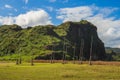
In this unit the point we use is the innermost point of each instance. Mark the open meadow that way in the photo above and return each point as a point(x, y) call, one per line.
point(58, 71)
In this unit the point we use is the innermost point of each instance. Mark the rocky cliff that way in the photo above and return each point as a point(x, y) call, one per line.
point(73, 38)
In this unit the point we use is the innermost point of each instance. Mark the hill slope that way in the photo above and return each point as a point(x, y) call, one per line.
point(42, 41)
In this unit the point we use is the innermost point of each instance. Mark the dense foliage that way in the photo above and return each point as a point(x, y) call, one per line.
point(41, 42)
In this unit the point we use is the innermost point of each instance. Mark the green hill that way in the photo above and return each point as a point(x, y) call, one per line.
point(43, 41)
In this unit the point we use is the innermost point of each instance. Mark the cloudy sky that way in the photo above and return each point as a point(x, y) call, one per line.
point(105, 14)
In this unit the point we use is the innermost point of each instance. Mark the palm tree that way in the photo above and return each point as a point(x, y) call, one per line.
point(81, 51)
point(91, 51)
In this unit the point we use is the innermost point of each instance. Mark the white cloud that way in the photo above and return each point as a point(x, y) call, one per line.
point(65, 1)
point(108, 27)
point(52, 0)
point(8, 6)
point(31, 18)
point(50, 8)
point(26, 1)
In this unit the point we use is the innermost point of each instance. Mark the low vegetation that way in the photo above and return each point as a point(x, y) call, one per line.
point(58, 71)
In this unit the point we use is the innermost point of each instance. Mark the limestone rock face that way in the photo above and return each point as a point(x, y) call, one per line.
point(81, 35)
point(71, 38)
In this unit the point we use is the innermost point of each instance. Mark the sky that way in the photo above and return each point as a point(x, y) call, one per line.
point(105, 14)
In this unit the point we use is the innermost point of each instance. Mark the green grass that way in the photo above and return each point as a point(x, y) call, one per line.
point(57, 71)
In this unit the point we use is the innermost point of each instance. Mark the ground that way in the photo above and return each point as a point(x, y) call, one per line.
point(58, 71)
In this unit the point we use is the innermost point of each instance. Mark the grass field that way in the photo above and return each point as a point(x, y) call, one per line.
point(58, 71)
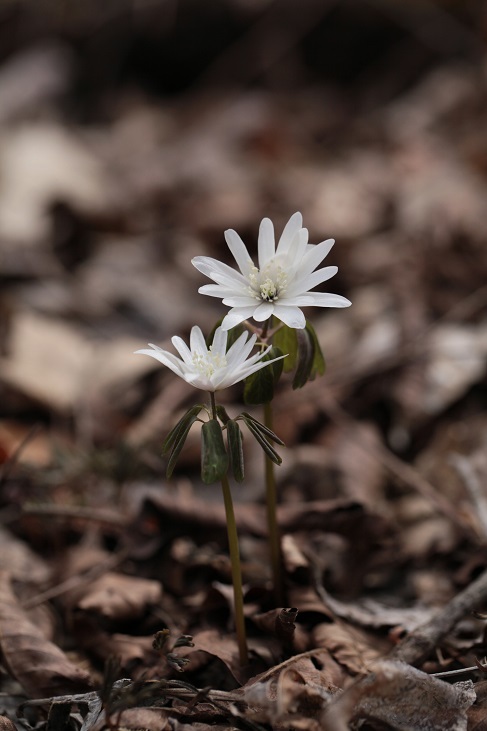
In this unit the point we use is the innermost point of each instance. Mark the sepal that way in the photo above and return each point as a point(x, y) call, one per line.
point(262, 435)
point(177, 436)
point(235, 450)
point(214, 457)
point(259, 387)
point(311, 362)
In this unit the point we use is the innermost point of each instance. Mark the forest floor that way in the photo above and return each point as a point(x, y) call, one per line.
point(382, 489)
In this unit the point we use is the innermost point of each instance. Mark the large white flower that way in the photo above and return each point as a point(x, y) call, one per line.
point(213, 368)
point(280, 285)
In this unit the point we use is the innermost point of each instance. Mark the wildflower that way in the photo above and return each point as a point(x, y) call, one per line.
point(212, 368)
point(280, 285)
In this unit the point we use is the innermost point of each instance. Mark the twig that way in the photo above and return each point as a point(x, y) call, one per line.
point(403, 471)
point(472, 483)
point(419, 643)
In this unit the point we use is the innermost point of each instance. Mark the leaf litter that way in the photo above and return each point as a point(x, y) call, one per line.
point(381, 489)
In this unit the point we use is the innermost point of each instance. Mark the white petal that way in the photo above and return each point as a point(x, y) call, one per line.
point(239, 251)
point(219, 345)
point(313, 257)
point(214, 290)
point(241, 301)
point(321, 299)
point(297, 248)
point(266, 245)
point(247, 371)
point(311, 280)
point(182, 349)
point(198, 381)
point(236, 316)
point(197, 341)
point(290, 316)
point(167, 359)
point(263, 311)
point(290, 230)
point(240, 349)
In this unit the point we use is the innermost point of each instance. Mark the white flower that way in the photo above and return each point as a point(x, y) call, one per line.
point(280, 285)
point(213, 368)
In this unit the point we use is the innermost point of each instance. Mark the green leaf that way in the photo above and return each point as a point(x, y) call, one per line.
point(319, 364)
point(286, 340)
point(235, 449)
point(259, 387)
point(173, 435)
point(277, 367)
point(233, 334)
point(182, 434)
point(222, 414)
point(268, 433)
point(261, 439)
point(306, 352)
point(214, 457)
point(311, 362)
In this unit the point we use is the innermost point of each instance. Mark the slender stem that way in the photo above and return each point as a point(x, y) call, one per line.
point(236, 573)
point(213, 404)
point(234, 560)
point(272, 526)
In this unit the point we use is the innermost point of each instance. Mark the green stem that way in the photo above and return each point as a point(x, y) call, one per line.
point(234, 560)
point(236, 573)
point(272, 526)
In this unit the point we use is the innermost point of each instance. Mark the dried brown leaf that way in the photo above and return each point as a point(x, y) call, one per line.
point(116, 596)
point(404, 698)
point(296, 692)
point(39, 665)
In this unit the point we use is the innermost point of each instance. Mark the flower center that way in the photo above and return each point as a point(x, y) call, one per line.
point(209, 363)
point(269, 283)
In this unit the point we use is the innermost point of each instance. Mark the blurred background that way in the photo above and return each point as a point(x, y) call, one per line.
point(134, 132)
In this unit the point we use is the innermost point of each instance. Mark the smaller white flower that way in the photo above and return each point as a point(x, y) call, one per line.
point(213, 368)
point(280, 285)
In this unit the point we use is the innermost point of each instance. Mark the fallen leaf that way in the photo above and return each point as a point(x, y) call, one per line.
point(39, 665)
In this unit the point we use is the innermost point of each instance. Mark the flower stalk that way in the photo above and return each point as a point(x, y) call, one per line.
point(234, 559)
point(272, 524)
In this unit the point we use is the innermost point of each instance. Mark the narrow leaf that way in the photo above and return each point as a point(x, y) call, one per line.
point(233, 334)
point(277, 367)
point(259, 387)
point(235, 449)
point(287, 341)
point(306, 353)
point(264, 429)
point(180, 426)
point(214, 457)
point(319, 364)
point(179, 444)
point(222, 414)
point(260, 438)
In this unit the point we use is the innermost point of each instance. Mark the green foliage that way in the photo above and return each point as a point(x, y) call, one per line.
point(235, 450)
point(262, 435)
point(214, 457)
point(233, 334)
point(259, 387)
point(310, 358)
point(305, 357)
point(177, 436)
point(287, 341)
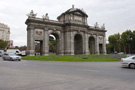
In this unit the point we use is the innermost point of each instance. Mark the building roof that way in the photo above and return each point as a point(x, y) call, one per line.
point(72, 10)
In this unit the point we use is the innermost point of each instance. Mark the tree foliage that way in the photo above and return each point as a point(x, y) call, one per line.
point(122, 43)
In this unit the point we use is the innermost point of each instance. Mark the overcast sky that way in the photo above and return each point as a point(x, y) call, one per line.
point(118, 15)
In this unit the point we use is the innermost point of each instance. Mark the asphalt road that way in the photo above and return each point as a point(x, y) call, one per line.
point(47, 75)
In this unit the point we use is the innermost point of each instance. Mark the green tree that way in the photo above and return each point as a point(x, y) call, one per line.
point(3, 44)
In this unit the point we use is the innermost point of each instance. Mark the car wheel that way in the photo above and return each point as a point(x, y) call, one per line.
point(132, 66)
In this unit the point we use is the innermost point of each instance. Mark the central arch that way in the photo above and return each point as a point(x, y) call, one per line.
point(78, 44)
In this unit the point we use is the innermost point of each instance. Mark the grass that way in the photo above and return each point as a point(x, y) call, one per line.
point(76, 58)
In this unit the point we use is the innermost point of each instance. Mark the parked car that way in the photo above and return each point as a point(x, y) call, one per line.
point(1, 53)
point(12, 57)
point(129, 62)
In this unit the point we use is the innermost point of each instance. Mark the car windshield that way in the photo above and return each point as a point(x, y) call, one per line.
point(12, 55)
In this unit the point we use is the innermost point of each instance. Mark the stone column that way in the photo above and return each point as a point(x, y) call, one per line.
point(104, 45)
point(69, 42)
point(30, 41)
point(62, 43)
point(96, 45)
point(86, 45)
point(46, 42)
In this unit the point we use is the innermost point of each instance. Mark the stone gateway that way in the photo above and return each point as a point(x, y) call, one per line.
point(73, 34)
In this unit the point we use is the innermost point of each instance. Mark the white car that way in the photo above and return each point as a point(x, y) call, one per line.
point(129, 62)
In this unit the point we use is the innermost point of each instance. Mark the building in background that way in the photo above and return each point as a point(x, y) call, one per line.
point(5, 34)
--------------------
*Exercise*. Output exactly the lines from the one holding "the stone column" to the end of the material above, with both ends included.

*Result of the exercise*.
In this unit the point we use is the innermost point of each instance. Mark the stone column that way in the photo above and return each point as a point(x, y) call, one per line.
point(104, 45)
point(69, 42)
point(30, 41)
point(62, 43)
point(96, 45)
point(86, 45)
point(46, 42)
In this unit the point we use is the innermost point of each instance. Mark the stone gateway that way in the photo above and return each point as a point(x, y) call, one per line.
point(73, 34)
In this unit the point we use is the innermost point of each instance. Mark the white car that way in the photo above and return each point as a point(x, y) call, one per line.
point(129, 62)
In this unit the point we use is the innermost point of each instance. Mark the building in background that way in the photo above and return each point as a point(x, y) call, one per line.
point(5, 34)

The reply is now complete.